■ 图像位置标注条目
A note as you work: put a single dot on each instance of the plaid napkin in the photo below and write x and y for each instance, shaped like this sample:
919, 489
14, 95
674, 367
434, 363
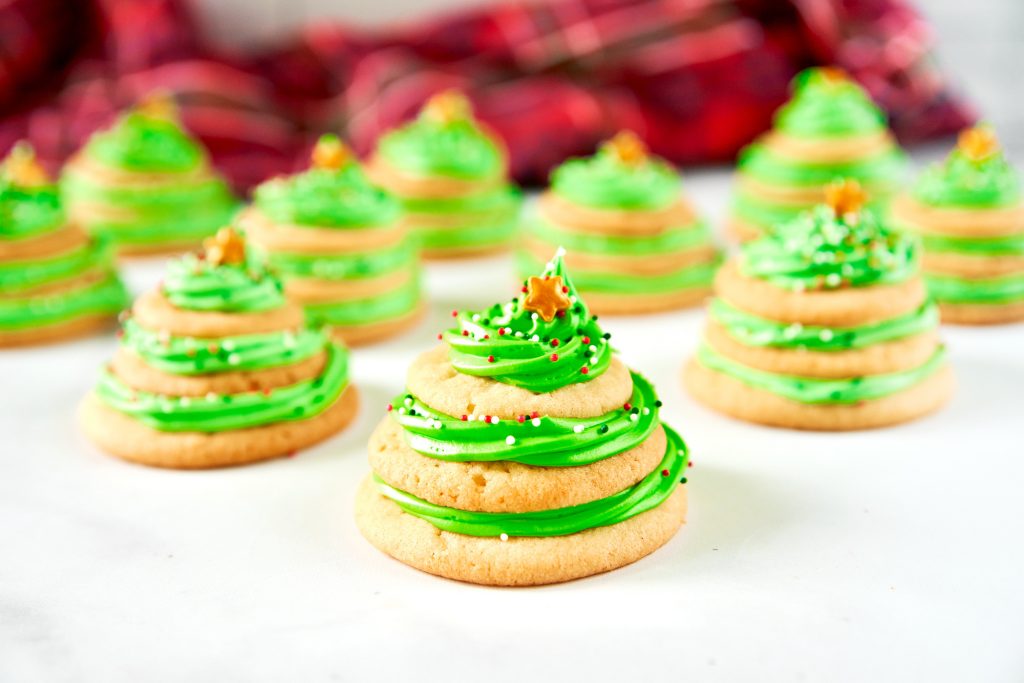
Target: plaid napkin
697, 79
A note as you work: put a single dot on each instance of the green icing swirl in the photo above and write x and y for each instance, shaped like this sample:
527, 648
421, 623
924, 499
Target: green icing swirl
646, 495
824, 105
693, 276
195, 284
759, 332
1011, 245
194, 355
104, 297
821, 391
604, 181
961, 181
327, 198
542, 441
819, 250
216, 413
385, 306
882, 172
513, 345
26, 212
428, 146
672, 240
140, 142
994, 291
352, 265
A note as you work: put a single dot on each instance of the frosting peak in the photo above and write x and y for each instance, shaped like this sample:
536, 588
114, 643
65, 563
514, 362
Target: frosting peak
975, 174
444, 139
226, 279
147, 138
515, 343
825, 101
335, 193
827, 249
620, 175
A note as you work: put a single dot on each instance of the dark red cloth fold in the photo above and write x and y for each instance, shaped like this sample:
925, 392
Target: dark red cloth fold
696, 78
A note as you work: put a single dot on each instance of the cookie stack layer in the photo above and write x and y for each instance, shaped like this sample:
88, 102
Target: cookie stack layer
830, 129
633, 243
970, 215
452, 177
217, 368
146, 184
824, 324
522, 452
341, 246
55, 281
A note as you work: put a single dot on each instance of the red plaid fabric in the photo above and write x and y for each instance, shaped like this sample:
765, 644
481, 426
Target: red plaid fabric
696, 78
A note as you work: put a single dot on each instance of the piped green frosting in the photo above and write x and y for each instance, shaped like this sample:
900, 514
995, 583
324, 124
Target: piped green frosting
514, 345
193, 283
963, 181
825, 102
605, 181
819, 250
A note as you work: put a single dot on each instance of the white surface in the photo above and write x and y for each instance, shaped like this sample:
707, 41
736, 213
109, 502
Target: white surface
891, 555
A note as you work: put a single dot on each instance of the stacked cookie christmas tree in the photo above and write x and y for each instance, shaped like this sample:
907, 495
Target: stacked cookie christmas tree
452, 176
145, 183
829, 129
341, 246
216, 368
823, 324
522, 451
970, 215
55, 281
634, 244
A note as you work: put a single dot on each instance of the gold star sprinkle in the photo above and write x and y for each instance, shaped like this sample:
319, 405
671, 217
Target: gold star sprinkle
448, 107
22, 168
978, 143
331, 154
546, 296
159, 104
226, 247
845, 197
627, 147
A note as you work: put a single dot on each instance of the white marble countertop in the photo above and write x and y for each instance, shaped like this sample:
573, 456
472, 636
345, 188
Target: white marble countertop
889, 555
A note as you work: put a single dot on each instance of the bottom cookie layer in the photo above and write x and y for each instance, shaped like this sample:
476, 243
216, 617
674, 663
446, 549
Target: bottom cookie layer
518, 561
737, 399
122, 436
78, 327
982, 313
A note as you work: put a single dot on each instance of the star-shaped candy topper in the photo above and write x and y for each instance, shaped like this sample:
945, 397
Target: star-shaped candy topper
846, 198
23, 169
978, 143
331, 154
546, 296
159, 104
227, 247
627, 147
449, 107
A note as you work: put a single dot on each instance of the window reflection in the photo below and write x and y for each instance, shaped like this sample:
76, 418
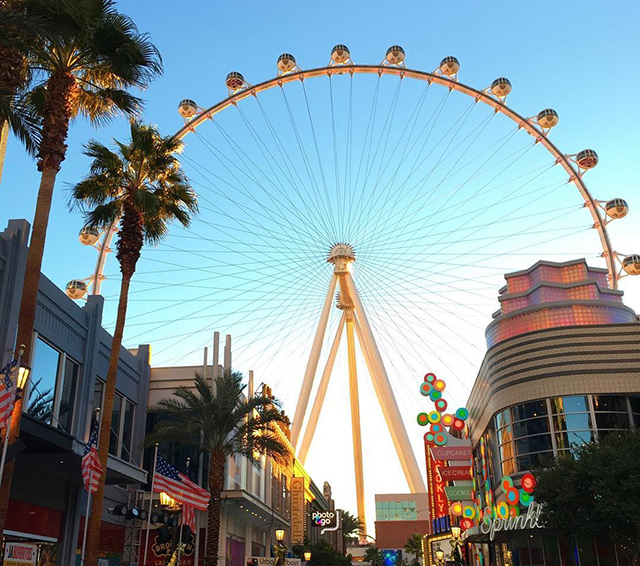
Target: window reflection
532, 426
68, 397
529, 410
43, 381
613, 403
115, 425
573, 404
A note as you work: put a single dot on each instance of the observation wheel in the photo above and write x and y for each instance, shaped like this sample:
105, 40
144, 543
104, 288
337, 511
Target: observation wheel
375, 201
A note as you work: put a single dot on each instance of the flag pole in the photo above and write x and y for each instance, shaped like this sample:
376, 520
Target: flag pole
86, 519
5, 446
86, 515
180, 538
153, 481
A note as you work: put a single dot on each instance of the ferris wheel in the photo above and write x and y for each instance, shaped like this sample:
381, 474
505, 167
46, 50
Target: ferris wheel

■ 练习说明
请把上面清单里的“Target”一律替换成“Label”，其余文字一字不改，重新写出全部各行，但不要包含图片。

■ 参考回答
A note as you work: put a single dot on each instance of the plaid napkin in the photo below and write x and y for each instance, shaped like this sample:
919, 489
14, 95
674, 367
434, 363
Label: plaid napkin
697, 79
A note as you work: put a single dot on each instance of the green icing swirl in the photo above and write x and y for each instance, shaped like this sample:
527, 648
421, 623
924, 499
Label: green icing swirl
646, 495
824, 105
693, 276
195, 284
759, 332
1011, 245
194, 355
104, 297
821, 391
604, 181
961, 181
327, 198
542, 441
819, 250
216, 413
385, 306
882, 172
513, 345
26, 212
428, 146
672, 240
140, 142
994, 291
352, 265
A note as you work: put a single dot on each instance of the frosting peak in the photo above and write x and y for each instance, shaped like this sample:
536, 588
114, 643
65, 563
514, 362
Label: frosting peak
975, 174
444, 139
226, 279
147, 138
515, 343
825, 101
335, 193
827, 249
620, 175
A note as you work: put a single dot on each instance of the dark red cloth fold in the photo above and write x and y for each instance, shaped like this sample:
925, 392
Label: dark red cloth fold
696, 78
A note as you work: put a single dot on each instance of the cookie stack layer in the photo above and write x and y for each instance, shaped like this sample:
88, 102
Label: cookie stack layer
830, 129
633, 243
970, 215
452, 177
217, 368
146, 184
824, 324
522, 452
341, 246
55, 281
A note as you work: put a single dot on each instance of the red plaid fabric in the photo above and write x and y for each instance, shaped like this sample:
765, 644
481, 426
Label: red plaid fabric
696, 78
A note as you work: put a single dot on each instance of the piped green frosting in the photo above and write x and y for each instance, shaped like this sample:
900, 514
995, 583
324, 124
Label: piped green frosting
514, 345
193, 283
963, 181
825, 102
605, 181
819, 250
A note as you work: put a single dot on each instance of the white surface in the photo above and write x and y for each instance, shaped like this sample:
707, 41
736, 213
109, 502
Label: white surface
891, 555
A note as you work: put a single dot on each instance of the stacked cookie christmas tree in the photo above and write x and y for each instance, shaped like this sample:
907, 495
Label: stacked cookie christmas tree
452, 176
145, 183
829, 129
341, 246
216, 368
823, 324
522, 451
970, 215
55, 281
634, 244
A note as you work: put a single dot on each instance of the gold star sprinkle in the photo above and write x and y for each instance, shaped like this sample:
319, 405
671, 217
Label: gold star sprinkle
448, 107
22, 168
978, 143
331, 154
546, 296
159, 104
226, 247
845, 197
627, 147
A note as you work: put a single dot on each instance of the white marble countertop in the photo above and write x and y for each instance, shaped like this sample:
573, 456
472, 636
345, 188
Label: white marble countertop
889, 555
A note as you work: put a single dot on each instance of the bottom cookie layer in the photo above and write x and y for each instance, shaped like this sample:
476, 243
216, 617
674, 663
446, 549
Label: bottom cookie layer
518, 561
737, 399
122, 436
78, 327
982, 313
A note as you work: put a single dot on each instance of the star-shaped candy topper in the photo above and write x and y for each instance, shaped like this sample:
945, 397
Label: star-shaped candy topper
846, 198
23, 169
978, 143
331, 154
546, 296
159, 104
227, 247
627, 147
449, 107
A note as you work: put a single dot on each instance of the window reflection in the photo below and write x and y for each instance, shaped like this sample:
76, 418
Label: window reflection
532, 426
68, 397
529, 410
43, 381
613, 403
115, 425
573, 404
A note as you work: put a single dot on each instance of the observation wheel in the photo above and write x and y for each instance, shaped like this sample:
105, 40
144, 543
104, 288
337, 511
Label: observation wheel
375, 201
A note as you work: put a single dot on each instance of the flag pole in the photo above and write x and y for each instance, shaped like this sample:
376, 520
Label: flag pole
86, 519
5, 446
86, 515
180, 538
153, 481
A note as you work: put a single dot on each instance of the ferris wheel in the photo above and write x and y for each instance, shaped like this sample:
381, 474
505, 167
46, 50
Label: ferris wheel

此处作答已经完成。